**** Supplied data
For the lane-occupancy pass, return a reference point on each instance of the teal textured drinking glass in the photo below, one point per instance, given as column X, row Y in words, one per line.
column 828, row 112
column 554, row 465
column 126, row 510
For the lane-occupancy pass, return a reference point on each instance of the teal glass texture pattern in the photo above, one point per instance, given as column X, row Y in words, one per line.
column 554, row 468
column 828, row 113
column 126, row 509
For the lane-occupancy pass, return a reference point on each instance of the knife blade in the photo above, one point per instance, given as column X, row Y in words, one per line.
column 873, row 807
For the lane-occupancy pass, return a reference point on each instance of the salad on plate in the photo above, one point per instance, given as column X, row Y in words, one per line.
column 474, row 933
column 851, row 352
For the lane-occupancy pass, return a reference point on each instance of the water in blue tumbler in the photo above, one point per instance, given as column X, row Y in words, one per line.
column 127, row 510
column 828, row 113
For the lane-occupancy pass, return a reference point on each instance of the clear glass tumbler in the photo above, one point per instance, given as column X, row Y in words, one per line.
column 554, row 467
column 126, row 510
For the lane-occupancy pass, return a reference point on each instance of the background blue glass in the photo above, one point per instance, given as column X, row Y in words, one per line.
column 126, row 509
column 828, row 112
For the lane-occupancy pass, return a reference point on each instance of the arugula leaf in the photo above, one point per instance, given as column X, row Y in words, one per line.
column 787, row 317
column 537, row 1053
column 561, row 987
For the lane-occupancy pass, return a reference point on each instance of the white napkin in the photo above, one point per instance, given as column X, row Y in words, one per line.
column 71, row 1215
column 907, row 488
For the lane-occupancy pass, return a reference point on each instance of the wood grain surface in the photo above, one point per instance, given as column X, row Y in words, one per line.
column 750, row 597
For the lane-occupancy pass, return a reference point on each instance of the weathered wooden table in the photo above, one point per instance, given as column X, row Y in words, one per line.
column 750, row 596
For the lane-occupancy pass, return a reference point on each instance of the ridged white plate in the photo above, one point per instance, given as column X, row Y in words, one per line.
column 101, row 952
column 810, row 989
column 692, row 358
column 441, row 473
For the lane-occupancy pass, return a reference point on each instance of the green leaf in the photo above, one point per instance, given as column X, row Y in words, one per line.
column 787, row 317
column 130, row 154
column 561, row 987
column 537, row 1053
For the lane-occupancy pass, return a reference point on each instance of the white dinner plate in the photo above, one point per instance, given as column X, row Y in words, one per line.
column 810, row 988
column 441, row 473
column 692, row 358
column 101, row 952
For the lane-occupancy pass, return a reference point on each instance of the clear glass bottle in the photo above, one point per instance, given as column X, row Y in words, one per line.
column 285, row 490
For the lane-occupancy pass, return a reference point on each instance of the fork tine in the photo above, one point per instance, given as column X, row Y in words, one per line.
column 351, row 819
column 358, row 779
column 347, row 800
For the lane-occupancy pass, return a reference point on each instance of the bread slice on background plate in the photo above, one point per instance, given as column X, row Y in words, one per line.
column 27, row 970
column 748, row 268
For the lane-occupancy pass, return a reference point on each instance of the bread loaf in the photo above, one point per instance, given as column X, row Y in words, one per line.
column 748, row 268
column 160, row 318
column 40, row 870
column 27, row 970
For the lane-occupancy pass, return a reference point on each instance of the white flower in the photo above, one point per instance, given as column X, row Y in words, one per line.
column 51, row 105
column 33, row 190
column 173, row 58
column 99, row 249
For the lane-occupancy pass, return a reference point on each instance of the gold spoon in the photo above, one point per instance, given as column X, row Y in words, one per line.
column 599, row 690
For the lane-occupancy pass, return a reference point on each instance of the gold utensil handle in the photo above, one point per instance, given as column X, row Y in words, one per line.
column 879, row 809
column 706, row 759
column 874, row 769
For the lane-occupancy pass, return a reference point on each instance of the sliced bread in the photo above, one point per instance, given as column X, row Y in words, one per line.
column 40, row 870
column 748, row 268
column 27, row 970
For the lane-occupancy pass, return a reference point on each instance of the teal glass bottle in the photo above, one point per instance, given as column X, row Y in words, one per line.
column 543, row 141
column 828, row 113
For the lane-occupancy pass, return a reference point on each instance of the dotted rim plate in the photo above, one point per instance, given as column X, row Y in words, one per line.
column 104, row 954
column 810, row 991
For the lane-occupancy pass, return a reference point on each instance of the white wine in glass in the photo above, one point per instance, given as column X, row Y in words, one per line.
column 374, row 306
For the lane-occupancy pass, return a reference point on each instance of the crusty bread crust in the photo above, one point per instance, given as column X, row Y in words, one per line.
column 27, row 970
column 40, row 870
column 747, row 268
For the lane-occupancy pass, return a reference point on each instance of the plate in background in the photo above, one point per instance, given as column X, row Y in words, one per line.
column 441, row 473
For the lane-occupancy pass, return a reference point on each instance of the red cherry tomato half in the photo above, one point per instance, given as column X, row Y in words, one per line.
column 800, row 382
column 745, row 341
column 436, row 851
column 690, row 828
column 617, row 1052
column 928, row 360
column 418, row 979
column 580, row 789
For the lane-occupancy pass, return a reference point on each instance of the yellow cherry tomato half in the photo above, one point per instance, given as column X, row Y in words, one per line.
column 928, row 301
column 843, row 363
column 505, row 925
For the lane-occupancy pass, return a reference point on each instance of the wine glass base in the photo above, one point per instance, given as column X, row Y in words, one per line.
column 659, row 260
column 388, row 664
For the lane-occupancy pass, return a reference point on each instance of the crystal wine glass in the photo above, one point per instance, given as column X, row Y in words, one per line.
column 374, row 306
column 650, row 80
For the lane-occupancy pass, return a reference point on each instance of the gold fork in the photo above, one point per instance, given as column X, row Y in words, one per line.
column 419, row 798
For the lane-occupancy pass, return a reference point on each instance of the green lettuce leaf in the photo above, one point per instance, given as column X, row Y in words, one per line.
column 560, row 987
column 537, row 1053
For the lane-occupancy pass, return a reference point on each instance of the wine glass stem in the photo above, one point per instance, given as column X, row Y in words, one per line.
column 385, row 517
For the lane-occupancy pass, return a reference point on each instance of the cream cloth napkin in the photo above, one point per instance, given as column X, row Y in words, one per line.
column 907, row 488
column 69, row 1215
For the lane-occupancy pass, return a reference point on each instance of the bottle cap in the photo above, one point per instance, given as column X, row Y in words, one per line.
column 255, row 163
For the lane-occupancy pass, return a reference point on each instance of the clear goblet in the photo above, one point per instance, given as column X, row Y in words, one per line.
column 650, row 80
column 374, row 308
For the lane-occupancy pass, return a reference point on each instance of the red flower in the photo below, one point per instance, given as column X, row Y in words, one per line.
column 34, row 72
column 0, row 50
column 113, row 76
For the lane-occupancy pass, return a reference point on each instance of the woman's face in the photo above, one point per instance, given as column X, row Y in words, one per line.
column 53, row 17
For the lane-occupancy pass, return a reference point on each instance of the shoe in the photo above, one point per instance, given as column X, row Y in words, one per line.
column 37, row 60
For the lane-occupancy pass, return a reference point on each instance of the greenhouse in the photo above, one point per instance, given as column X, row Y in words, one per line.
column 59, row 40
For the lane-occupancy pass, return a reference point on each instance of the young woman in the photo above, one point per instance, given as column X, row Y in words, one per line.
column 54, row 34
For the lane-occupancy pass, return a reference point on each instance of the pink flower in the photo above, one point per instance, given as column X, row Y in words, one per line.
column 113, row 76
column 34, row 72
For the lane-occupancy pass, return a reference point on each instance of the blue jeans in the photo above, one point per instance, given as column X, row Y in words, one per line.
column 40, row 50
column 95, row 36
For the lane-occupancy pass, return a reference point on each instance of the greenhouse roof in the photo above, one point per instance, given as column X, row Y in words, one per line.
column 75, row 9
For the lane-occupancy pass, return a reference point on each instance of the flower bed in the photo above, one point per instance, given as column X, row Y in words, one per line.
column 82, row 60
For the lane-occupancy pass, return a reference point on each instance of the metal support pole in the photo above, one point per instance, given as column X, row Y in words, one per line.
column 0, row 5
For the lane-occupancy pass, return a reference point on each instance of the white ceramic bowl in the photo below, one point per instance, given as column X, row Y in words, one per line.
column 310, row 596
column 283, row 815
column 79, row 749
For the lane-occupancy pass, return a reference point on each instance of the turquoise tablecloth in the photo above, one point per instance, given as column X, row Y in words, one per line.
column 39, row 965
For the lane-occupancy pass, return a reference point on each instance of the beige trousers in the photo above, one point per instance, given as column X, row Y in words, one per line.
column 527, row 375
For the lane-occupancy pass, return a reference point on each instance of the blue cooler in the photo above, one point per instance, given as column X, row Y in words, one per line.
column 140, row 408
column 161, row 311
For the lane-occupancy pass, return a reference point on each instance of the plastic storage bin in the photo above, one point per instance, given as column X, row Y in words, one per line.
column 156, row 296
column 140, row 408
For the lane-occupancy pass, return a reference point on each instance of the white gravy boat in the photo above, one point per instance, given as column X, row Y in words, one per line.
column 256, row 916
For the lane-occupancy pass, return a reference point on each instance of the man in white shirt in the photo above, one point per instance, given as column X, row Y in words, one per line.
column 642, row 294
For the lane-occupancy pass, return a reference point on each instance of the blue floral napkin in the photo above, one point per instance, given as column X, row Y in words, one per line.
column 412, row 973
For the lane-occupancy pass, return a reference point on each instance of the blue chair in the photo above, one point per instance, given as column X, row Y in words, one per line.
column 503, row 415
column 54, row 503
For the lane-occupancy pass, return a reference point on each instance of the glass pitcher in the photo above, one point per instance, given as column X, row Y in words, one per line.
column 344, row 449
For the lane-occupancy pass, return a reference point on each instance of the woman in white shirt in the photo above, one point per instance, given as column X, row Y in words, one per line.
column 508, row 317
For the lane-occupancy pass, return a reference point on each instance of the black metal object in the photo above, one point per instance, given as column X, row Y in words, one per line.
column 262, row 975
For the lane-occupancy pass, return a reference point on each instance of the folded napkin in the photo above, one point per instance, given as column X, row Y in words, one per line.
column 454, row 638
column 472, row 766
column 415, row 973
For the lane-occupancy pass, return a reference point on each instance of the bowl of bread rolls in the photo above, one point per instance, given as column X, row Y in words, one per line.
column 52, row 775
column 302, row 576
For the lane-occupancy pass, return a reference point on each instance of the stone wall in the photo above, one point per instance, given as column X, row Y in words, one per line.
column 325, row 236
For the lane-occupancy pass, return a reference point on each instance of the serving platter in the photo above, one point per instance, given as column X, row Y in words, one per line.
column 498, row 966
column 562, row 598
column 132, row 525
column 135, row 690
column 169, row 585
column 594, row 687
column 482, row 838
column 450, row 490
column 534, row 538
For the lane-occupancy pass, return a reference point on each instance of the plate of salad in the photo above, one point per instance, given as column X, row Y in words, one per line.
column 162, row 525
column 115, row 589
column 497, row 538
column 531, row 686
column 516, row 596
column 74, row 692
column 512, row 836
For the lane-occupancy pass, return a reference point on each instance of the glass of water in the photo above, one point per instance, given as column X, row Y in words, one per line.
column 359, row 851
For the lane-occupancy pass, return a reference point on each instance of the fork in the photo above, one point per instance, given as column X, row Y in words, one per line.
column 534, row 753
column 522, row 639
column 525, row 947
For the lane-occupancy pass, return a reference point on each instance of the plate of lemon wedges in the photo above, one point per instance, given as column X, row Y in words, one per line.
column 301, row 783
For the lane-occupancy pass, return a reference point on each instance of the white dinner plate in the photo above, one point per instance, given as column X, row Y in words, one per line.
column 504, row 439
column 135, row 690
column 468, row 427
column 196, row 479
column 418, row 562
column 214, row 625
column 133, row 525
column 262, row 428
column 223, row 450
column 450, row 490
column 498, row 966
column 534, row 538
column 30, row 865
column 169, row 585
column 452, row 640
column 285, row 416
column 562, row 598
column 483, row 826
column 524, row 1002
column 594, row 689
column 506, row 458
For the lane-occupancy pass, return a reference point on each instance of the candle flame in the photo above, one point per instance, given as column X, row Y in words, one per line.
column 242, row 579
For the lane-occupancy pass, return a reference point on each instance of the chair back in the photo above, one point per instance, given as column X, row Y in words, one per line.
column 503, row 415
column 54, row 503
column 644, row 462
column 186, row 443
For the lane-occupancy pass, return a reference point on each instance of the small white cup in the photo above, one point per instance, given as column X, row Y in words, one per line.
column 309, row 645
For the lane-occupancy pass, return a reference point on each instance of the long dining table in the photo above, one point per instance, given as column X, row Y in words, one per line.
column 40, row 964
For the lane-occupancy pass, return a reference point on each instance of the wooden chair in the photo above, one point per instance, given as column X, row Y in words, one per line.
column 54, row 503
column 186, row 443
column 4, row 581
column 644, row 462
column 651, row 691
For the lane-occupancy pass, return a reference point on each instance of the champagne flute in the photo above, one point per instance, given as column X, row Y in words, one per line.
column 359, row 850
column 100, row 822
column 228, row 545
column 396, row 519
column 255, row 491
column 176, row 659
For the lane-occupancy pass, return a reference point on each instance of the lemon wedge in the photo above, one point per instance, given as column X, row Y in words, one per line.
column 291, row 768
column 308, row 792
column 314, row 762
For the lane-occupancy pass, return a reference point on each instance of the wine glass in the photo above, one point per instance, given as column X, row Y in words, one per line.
********
__Short task__. Copy the lines above verbatim, from the line containing "plate of lemon" up to and including the line containing "column 301, row 783".

__Solution__.
For the lane-occupancy pass, return a reference point on each instance of the plate of lemon wedges in the photo above, one point per instance, given as column X, row Y in words, one per line.
column 301, row 783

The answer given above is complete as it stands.